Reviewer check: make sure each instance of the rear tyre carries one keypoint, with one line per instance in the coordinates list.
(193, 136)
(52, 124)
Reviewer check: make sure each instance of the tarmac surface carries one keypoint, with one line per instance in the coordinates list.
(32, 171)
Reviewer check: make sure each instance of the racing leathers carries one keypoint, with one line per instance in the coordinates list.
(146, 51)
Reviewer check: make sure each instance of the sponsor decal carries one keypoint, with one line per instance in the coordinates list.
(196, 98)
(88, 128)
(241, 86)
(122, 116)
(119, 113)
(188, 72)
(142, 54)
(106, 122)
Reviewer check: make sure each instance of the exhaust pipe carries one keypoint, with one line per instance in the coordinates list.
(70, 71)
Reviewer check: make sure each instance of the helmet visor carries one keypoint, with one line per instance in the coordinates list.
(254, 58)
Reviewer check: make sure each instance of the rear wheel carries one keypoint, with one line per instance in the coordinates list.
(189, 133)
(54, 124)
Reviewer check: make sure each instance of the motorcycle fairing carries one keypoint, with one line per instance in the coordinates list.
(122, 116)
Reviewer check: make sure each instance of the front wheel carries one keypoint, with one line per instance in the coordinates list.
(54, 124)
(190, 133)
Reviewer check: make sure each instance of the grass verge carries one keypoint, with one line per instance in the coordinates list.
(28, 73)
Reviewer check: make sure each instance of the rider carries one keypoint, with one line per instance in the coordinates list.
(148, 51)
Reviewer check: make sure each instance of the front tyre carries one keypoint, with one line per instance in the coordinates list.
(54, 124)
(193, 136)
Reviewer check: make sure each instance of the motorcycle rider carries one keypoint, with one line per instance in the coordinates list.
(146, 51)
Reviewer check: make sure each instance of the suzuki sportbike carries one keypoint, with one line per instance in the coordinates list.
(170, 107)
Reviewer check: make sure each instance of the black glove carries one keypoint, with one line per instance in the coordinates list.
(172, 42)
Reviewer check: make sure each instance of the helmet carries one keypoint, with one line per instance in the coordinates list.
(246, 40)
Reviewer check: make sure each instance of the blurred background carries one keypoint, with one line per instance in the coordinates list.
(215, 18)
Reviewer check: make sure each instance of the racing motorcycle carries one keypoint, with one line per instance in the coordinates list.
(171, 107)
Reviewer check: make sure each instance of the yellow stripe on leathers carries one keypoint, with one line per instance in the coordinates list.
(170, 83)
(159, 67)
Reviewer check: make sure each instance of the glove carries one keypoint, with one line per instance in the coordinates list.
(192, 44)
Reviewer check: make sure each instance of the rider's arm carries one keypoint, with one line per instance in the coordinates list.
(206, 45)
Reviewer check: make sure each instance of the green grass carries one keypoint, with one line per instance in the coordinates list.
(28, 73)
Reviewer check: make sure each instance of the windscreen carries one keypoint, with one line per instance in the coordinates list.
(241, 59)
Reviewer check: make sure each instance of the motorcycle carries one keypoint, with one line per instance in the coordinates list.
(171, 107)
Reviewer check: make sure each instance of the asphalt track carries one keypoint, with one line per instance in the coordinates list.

* What to produce
Can you reproduce, word for word, the lines of the material starting with the line that contains "Reviewer check: make sure each instance of the yellow" and going on through the final line of the material?

* Result of this exercise
Reviewer check: make sure each instance of the yellow stripe on leathers carries one keypoint, with one line per instance in the coordinates list.
(170, 83)
(159, 67)
Reviewer check: make sure each instance of the glove carries one keypoint, with one line per instance in the coordinates list.
(192, 44)
Reviewer check: make sure each instance of the rider's arm carries one keypoint, with one line per instance in the coordinates list.
(206, 45)
Reviewer check: make sure each instance of the green grass carries one keypoint, with one line per instance in the coordinates list.
(28, 73)
Reviewer check: make sure each instance of the windscreen carries one keypoint, with one line per instance in the coordinates list.
(241, 59)
Reviewer check: make sure each instance of the motorcycle carries one keypoint, with one line per instance in the coordinates list.
(171, 107)
Reviewer check: make sure each instance of the asphalt track carries one keypoint, with one line per instance in the coordinates list.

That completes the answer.